Location: Nigerian Agip Oil Company [NAOC] Base, Twon-Brass, Brass local government area.
Report by: Alagoa Morris
Agip has several facilities in Bayelsa State. They include oil wells, pipelines, manifolds and flowstations. Most of the crude oil from the company’s swamp area are channeled to Twon- Brass, a community on the fringes of the Atlantic Ocean. Agip’s highest facility a tank farm and export terminal are in that vicinity. It would be recalled that, although there are several reported cases of oil spills from the company’s facilities in Bayelsa State, there was a major operational failure and spill incident at the Brass Terminal loading point on 27th November, 2013. Information at ERA/FoEN’s disposal indicates that Agip paid some money to impacted communities to take care of relief and recently paid another N24 million (twenty four million naira) to communities such as Odioama in connection with the 27th November, 2013 spill.
For quite some time some concerned citizens of Twon-Brass have expressed concern about the crude oil pollution along the Agip canal around the community. This canal runs through the Agip premises into the Brass River and eventually empties into the Atlantic Ocean. The Bayelsa State ministry of environment also, very recently expressed concern on the condition of the canal in question, especially as it concerns the release of effluents from Agip [crude oil inclusive] into the flowing body of water. In the light of the above, it was not really surprising for ERA/FoEN to be alerted on the night of Wednesday, 15th October, 2014 that the Minister of Environment Mrs. Lawrencia Labara-Malla was to visit Agip’s Brass facility the next day.
What seemed a surprise was the unannounced nature of the visit as even the State Ministry of Environment was not officially informed of this visit. Luckily, ERA/FoEN field monitor and the Country Director of Stakeholder Democracy Network [SDN], Mr. Inemo Samiama and some media men were part of the team which accompanied the Commissioner for Environment, Bayelsa State; Barr, Iniruo Wills, Permanent Secretary and other Directors of the State Ministry of Environment from Yenagoa to be part of the minister’s visit at Brass. The minister and some top executives of the National Oil Spills Detection and Response Agency [NOSDRA] and few Agip officials flew into the Agip facility in Brass from Port Harcourt, the Rivers State capital. The minister was the only person who supplied information as per her purpose of visiting which was in response to questions posed after the brief visit. The Commissioner for Environment also granted a brief interview before departing to Yenagoa, after the Minister has been air-lifted and, on her way back to Port Harcourt.

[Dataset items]
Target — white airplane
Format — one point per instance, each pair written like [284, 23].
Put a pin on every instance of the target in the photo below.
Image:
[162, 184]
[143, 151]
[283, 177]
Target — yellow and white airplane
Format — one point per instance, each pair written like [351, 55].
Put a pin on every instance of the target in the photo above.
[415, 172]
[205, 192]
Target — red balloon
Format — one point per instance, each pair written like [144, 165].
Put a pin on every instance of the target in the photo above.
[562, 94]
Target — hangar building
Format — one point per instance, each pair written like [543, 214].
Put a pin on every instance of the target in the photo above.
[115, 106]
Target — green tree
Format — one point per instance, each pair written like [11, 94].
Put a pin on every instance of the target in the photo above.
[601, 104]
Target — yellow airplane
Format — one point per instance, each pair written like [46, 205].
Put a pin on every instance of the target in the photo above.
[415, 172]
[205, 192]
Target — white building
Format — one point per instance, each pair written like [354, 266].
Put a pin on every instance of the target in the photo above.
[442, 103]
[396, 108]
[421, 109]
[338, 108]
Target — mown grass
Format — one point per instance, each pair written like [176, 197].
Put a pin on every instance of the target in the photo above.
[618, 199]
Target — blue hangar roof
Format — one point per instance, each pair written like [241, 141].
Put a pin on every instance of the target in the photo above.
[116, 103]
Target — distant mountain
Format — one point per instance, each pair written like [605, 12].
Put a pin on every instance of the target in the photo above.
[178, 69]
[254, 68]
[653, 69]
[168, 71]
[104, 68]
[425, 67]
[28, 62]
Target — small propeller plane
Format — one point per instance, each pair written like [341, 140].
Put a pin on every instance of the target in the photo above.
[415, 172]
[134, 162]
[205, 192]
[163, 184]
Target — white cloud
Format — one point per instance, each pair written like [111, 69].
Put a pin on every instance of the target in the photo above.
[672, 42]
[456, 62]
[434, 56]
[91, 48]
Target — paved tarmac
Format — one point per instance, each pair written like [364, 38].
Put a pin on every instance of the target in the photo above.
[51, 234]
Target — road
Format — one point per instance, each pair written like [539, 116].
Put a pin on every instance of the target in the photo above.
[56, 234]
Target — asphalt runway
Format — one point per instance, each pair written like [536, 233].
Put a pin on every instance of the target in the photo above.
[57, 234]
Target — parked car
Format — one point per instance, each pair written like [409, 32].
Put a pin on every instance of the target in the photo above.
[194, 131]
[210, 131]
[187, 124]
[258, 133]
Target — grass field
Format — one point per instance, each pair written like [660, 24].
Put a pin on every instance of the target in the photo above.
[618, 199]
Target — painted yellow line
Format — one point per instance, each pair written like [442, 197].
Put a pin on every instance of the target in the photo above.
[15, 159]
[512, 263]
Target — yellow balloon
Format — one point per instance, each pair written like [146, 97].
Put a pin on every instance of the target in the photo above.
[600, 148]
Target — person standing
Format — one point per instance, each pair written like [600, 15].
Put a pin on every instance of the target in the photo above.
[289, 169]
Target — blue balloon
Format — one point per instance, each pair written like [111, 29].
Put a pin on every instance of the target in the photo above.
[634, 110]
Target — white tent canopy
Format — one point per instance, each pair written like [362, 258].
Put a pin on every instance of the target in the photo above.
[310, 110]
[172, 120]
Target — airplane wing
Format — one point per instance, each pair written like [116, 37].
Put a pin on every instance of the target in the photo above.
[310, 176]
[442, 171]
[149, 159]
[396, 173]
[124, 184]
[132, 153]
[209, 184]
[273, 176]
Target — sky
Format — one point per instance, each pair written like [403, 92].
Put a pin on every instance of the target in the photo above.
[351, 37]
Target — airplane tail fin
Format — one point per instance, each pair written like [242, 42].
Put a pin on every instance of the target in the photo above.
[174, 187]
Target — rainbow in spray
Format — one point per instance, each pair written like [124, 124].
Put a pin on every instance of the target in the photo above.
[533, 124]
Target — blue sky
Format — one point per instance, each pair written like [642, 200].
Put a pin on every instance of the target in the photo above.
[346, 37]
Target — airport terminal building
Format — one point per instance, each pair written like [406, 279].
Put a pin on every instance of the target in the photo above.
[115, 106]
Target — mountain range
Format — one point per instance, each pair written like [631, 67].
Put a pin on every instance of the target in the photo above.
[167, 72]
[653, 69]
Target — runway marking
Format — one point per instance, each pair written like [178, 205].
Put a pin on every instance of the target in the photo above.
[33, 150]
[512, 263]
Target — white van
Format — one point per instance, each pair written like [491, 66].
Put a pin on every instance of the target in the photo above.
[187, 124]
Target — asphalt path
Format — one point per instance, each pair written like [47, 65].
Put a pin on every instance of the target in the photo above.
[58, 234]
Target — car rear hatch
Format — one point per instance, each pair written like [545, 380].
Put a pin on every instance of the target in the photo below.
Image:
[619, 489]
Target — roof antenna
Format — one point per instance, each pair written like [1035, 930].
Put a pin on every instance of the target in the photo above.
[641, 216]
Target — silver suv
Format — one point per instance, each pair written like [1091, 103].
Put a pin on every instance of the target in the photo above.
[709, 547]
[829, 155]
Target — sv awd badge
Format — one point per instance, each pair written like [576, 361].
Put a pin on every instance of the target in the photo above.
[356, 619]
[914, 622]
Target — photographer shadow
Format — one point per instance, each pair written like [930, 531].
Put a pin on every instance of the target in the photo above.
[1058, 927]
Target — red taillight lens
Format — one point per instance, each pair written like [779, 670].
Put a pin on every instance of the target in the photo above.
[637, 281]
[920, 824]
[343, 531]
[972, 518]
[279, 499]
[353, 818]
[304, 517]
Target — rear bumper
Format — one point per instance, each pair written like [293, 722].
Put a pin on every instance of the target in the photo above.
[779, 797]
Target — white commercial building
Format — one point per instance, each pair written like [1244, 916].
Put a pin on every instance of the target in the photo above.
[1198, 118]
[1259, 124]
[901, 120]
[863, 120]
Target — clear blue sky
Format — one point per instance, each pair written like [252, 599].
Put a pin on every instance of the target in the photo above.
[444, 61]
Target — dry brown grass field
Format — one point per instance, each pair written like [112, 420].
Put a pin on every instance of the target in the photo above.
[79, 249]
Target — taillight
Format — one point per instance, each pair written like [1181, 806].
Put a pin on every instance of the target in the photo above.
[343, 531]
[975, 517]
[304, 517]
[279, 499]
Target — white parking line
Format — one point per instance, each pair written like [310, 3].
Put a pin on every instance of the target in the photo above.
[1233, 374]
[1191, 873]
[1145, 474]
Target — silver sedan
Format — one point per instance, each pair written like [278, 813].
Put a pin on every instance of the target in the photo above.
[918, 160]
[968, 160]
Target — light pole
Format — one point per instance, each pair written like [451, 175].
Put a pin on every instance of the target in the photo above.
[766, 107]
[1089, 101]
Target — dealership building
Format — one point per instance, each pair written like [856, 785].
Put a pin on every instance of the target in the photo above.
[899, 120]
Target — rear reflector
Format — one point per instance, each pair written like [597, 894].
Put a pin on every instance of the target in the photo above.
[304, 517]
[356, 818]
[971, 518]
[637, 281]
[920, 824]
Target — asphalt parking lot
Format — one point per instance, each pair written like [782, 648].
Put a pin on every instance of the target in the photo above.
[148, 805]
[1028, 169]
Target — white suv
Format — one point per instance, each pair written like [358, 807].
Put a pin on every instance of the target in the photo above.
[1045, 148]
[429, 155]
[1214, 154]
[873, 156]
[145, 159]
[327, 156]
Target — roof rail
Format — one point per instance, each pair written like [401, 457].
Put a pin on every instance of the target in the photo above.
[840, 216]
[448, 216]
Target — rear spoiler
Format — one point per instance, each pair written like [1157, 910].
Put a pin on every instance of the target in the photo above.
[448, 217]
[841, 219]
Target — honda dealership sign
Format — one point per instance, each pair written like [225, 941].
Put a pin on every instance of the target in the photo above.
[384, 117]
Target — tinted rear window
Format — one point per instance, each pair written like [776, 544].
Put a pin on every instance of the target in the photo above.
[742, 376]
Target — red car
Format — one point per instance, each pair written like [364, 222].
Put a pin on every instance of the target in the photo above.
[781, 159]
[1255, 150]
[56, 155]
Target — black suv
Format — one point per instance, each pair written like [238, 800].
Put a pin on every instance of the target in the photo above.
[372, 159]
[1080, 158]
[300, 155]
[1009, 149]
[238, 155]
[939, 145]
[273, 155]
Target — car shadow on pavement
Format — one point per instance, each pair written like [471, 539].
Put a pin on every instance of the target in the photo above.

* TO BE DONE *
**A.** Name each type of facility that the report on Agip's Brass base says the company has in Bayelsa State.
**B.** Write the next part of the report on the minister's visit to Agip's Brass facility, starting after its final sentence.

* TASK-BY-TASK RESULTS *
**A.** Oil wells, pipelines, manifolds and flowstations.

**B.**
AT AGIP TERMINAL, TWON- BRASS:
Immediately the commissioner and his team arrived the Agip facility at Twon-Brass, the team was ushered into two buses [the bigger one, a Coaster] and were driven to meet with the Minister of Environment at a guest house where light refreshment were served and photos taken freely. Incidentally, some officials of the NOSDRA accompanied the minister from Port Harcourt, including the Director -General, Peter Idabor and Zonal Director in Port Harcourt zone. Shortly after, everyone got into the buses again [the minister and commissioner were with top Agip Management inside the Coaster bus], the Civil Society and media men were in the smaller bus with one or two Agip staff; while other Agip personnel followed behind in Hilux vans. So seated in the buses and not knowing where the team was being led; as no prior information as to the destination [except may be the commissioner and Minister of Environment were duly informed], the team was driven round the Agip facility, showing tanks, pipe connections and other physical items related to the oil industry.
However, before the brief drive around ended, a canal laden with crude-related substance and water was sighted and the photos were taken all through this brief motor-ride. All of a sudden, the cars returned to the point where the minister and everyone boarded them. Without any other information it was noticed that the visit was over and the minister and her team were airlifted again, back to Port Harcourt. It was at this point journalists and the civil society folks present decided to ask the minister some questions. Below are some of the questions and her responses:
Question: May we know your mission here?
Answer : We are here to inspect what Agip is doing in this part of the country and to ensure that they conform to the regulations of the land and to ensure that the environment is safeguarded. You know when an environment is being safeguarded and protected by their activities, the communities around will be taken care of.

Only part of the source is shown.